### Stated problem
Skip the pictures. Reproduce all other material exactly.

--*--

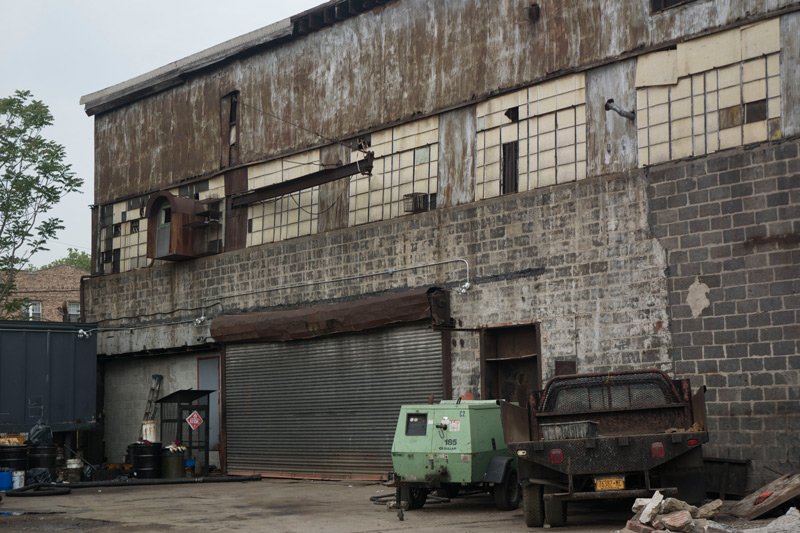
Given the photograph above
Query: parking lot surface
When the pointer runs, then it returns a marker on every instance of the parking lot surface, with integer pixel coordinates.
(273, 505)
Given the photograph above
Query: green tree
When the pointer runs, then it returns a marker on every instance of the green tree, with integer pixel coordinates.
(74, 258)
(33, 178)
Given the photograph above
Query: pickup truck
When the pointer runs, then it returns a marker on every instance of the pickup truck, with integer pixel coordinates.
(598, 436)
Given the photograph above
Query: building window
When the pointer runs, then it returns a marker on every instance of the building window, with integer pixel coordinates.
(661, 5)
(510, 181)
(32, 311)
(73, 311)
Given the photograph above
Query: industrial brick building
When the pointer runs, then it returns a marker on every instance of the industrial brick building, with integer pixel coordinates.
(53, 294)
(379, 200)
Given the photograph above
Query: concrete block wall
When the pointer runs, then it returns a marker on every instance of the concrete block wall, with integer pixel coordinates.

--*--

### Finished answer
Given the photograph above
Query: parking lot surface
When the pointer runs, then it returns a marker on every instance of the parking lot surface, with integer pixel coordinates.
(273, 505)
Given the photograph above
Query: green tree
When the pointer runs, then it returns a marker on every instance of the green tree, with integer pixel coordinates.
(74, 258)
(33, 178)
Given the photograph above
Query: pickup truck
When the pointer runs, then it returns a marker on every instance of the pickup truck, with integer pixel coordinates.
(598, 436)
Given the photograph above
Query: building window
When the pointer runs, then it returns a marker on every instance of the building window, with integer pixel coordinates.
(661, 5)
(510, 181)
(32, 311)
(73, 311)
Given the photograph above
Query: industrial brick building
When the pointer runs, then it returns a marker on every instance of the industrial brick building, with integer pixel coordinates.
(53, 294)
(379, 200)
Given the photograph above
Query: concrete block wall
When the pointer runs, then it returns a marker on every instance of the concrete block wall, with integer pixel coordinates.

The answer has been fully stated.